• _PROBLEM DESCRIPTION_: Reproduce exactly the lines below, starting with the line that contains "Can you see the locomotive truck" and ending with the last line of the records, both included, and nothing else.

━━━ GIVEN INFORMATION

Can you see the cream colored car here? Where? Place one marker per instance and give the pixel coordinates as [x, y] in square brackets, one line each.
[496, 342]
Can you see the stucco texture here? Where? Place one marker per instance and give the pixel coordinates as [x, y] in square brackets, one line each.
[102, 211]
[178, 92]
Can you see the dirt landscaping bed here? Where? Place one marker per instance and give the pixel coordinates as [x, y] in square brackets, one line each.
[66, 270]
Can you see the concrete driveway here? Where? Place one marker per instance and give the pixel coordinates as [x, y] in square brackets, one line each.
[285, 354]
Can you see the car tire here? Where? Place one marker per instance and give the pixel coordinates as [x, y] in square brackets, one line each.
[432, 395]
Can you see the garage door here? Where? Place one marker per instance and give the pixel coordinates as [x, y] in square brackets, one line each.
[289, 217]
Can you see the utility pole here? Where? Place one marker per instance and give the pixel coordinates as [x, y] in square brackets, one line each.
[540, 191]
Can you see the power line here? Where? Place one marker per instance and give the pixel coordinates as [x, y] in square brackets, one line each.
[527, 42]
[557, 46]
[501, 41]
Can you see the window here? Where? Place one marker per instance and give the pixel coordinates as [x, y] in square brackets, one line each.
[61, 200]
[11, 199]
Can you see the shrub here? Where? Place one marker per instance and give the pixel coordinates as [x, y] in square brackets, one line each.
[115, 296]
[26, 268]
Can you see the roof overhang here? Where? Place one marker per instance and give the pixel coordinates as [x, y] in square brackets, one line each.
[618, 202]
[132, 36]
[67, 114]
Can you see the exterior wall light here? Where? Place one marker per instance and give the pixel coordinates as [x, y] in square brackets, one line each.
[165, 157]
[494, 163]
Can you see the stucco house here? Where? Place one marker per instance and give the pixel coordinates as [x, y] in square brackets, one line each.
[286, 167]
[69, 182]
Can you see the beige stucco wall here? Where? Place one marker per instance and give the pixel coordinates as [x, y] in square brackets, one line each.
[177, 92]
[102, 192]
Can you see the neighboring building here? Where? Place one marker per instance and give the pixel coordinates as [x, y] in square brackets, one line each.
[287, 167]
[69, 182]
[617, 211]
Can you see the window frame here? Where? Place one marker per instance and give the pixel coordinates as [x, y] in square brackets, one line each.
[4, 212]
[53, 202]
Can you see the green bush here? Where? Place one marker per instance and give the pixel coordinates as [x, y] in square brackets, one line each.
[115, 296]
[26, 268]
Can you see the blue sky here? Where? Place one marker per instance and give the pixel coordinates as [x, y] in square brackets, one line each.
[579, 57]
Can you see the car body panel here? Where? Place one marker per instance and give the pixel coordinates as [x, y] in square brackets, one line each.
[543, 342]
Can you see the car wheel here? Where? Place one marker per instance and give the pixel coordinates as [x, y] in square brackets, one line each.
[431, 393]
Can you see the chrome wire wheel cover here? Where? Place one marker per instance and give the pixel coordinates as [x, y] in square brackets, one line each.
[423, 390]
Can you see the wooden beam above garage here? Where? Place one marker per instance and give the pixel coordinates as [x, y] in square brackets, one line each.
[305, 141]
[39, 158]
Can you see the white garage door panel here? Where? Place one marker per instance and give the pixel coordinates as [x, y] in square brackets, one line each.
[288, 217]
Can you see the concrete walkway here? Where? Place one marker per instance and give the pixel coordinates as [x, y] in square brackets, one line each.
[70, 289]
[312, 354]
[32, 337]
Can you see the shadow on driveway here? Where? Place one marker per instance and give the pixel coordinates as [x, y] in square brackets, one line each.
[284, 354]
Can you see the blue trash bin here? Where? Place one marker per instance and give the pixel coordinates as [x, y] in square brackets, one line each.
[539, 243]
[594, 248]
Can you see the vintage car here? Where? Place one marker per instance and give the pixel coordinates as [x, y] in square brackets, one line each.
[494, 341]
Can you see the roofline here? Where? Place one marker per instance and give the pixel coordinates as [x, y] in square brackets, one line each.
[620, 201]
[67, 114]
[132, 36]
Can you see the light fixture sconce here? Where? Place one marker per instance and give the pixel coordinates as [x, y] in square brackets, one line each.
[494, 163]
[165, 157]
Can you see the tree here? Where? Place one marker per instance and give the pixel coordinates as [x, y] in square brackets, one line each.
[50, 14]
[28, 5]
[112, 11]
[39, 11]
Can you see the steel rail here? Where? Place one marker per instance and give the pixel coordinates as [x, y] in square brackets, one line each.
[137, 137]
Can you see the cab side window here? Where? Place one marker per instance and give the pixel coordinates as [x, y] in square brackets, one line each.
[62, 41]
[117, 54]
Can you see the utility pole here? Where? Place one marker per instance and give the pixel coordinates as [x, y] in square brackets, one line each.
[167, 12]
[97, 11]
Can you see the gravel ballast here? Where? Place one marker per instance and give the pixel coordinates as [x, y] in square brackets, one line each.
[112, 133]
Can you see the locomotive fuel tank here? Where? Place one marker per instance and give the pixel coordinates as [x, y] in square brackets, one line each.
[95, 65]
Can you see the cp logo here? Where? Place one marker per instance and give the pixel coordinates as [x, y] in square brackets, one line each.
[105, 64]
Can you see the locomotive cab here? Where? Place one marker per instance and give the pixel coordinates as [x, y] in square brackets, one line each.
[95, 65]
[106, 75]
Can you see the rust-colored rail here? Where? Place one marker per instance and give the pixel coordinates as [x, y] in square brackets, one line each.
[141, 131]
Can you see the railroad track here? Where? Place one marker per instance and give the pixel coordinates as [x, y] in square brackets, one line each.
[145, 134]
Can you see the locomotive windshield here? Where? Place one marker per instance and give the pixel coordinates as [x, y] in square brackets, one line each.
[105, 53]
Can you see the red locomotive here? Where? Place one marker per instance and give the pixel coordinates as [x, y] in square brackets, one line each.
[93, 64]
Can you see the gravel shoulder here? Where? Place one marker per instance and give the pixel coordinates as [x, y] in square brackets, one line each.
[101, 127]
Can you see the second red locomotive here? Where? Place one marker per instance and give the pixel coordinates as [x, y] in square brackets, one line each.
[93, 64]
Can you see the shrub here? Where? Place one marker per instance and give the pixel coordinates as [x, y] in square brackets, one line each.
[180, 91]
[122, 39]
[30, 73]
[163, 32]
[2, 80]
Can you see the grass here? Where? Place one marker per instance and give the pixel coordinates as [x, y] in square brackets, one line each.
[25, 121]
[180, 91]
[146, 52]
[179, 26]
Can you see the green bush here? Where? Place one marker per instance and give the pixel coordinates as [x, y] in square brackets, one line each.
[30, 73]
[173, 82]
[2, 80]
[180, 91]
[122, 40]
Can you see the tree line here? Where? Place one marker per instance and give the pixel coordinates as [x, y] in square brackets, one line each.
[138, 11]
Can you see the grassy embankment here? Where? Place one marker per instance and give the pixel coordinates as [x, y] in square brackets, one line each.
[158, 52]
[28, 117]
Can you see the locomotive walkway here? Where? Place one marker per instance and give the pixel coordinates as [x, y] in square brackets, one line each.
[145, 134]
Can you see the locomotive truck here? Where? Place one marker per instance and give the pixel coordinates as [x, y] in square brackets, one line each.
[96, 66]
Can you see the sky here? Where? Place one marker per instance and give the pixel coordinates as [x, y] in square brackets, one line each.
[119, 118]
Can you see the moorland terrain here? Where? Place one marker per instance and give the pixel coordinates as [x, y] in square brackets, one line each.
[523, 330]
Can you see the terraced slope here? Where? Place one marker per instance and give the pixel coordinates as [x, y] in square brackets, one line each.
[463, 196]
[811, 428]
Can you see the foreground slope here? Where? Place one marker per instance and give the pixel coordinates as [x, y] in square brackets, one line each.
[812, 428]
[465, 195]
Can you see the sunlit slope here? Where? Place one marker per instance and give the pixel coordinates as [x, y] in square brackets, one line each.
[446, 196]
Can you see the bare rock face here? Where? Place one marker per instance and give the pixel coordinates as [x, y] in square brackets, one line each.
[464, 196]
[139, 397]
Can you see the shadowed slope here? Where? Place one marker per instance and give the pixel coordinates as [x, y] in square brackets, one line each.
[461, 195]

━━━━━━

• _CORRECT ANSWER_:
Can you see the locomotive truck here? Where? Place one marker per instance and give the pixel coordinates as [x, y] in square brackets, one line each.
[96, 66]
Can you see the sky here? Where? Place one marker per instance and give the pixel coordinates as [x, y] in square brackets, one line each.
[119, 118]
Can you see the moorland terrain here? Where? Place one marker per instance and give the pixel coordinates as [x, y] in square brackets, one line each.
[523, 330]
Can you see the terraced slope here? Where? Place one marker per instance and give the pixel coordinates as [x, y] in square brackets, one line each.
[463, 196]
[811, 428]
Can you see the foreground slope here? Where? Place one marker per instance and give the pixel coordinates as [x, y] in square brackets, one line each.
[812, 428]
[465, 195]
Can you see the sunlit slope here? Where? Place one marker per instance and give the pixel coordinates as [x, y] in square brackets, one line each.
[446, 196]
Can you see the bare rock face here? Where? Place one marker per instance and give the pixel coordinates as [x, y] in square brackets, one line each.
[464, 196]
[139, 397]
Can you see the shadowed slope here? Where? Place one marker per instance and give the pixel coordinates as [x, y] in square brackets, one line each.
[461, 195]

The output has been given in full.